* Source *
● ● ● ●
On Sat, 2008-08-09 at 12:21 +0100, Matthew Woodcraft wrote:
> Don Dailey wrote:
> > Much the same as in GO, where 10 -15 years ago the idea of Dan level
> > play was so far off it was considered completely unattainable by
> > pessimists, and even optimists viewed it as a century away.
> 
> Where did you get that impression?

You don't have to go back to the archives, I'll give you something that
you can find on the web right now that retains the old fashion thinking.
But first ...

I don't know what I was thinking when I said optimists felt it was 100
years away.  That certainly wouldn't make them optimists would it?  In
fact that is how pessimists felt.  I was probably typing this very
quickly and not proof-reading it before I sent it.

I easily found an article on the web that has the feel of the type of
pessimism I'm talking about.   The author of this page sets up a straw
man,  shoots it down, and indirectly implicates any approach that uses
look-ahead.   Then in the final "Future Directions of Research" no type
of global search is even mentioned so the page is essentially out of
date.  

Of course hind-sight is 20/20.  I don't fault people for making faulty
prognostications.  I'm just trying to make the point that as a whole we
have been pretty short-sighted in thinking that global search of any
kind was out of the question.   


If you look on the intelligentgo.org page:
     http://www.intelligentgo.org/en/computer-go/overview.html

The context of the discussion is the feasibility of using search.  Here
is a quote of one paragraph:

        But won't ever-improving computer performance make up for these
        gaps? Not likely. A very rough estimate might be that the
        evaluation function is, at best, 100 times slower than chess,
        and the branching factor is four times greater at each ply;
        taken together, the performance requirements for a chess-like
        approach to Go can be estimated as 1027 times greater than that
        for computer chess. Moore's law holds that computing power
        doubles every 18 months, so that means we might have a computer
        that could play Go using these techniques sometime in the 22nd
        century. In summary, Go's high branching factor and complex
        evaluation function virtually preclude use of the tried-and-true
        techniques applied to solving chess. That's why today's Go
        programs are a mélange of heuristics and specialized modules.

This is not a page out of the 80's or 90's.   It is representative of
thinking that has not yet aged out of the public domain.   Most ideas,
whether good or bad end up getting cut and pasted and propagated over
and over again refusing to die.
● ● ● ●
* What is needed *
Answer these from the computer Go post:
(a) Which group does the writer say actually felt Dan-level play was 100 years away?
(b) In which section of the cited article is no type of global search mentioned?
(c) According to the quoted paragraph, how often does Moore's law hold that computing power doubles?

(A run of records)
● ● ● ●
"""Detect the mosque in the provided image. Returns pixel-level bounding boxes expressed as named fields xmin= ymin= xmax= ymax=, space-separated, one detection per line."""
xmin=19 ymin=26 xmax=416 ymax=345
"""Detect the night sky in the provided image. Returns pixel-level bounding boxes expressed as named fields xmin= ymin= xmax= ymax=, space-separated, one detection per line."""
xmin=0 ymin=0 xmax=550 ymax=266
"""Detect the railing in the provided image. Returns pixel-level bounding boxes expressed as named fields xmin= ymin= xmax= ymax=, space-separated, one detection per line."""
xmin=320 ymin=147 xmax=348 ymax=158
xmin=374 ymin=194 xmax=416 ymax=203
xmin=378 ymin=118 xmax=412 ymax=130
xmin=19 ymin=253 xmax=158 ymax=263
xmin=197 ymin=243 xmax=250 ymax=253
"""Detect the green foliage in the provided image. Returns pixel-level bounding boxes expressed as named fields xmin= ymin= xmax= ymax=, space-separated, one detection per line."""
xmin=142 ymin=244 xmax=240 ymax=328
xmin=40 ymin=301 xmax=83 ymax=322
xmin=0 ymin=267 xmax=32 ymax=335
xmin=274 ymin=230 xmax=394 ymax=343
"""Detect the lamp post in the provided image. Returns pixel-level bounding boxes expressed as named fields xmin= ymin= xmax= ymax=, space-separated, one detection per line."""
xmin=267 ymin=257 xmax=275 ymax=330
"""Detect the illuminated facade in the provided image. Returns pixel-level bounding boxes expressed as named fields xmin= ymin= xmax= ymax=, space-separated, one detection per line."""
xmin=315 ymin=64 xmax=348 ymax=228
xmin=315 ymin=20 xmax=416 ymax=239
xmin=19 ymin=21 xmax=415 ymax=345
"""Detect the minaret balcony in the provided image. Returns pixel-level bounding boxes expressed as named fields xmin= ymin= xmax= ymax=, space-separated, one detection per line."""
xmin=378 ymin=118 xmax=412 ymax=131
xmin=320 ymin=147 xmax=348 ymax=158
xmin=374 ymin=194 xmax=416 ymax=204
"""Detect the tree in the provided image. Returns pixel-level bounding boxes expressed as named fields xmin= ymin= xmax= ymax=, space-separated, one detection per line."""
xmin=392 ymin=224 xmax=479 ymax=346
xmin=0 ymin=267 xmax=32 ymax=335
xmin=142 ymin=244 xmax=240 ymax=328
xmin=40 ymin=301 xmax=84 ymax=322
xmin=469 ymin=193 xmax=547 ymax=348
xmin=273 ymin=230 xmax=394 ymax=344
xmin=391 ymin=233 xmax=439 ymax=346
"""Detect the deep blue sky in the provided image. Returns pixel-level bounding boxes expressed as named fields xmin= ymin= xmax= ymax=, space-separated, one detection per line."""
● ● ● ●
* Task result *
(a) Pessimists.
(b) The final "Future Directions of Research" section.
(c) Every 18 months.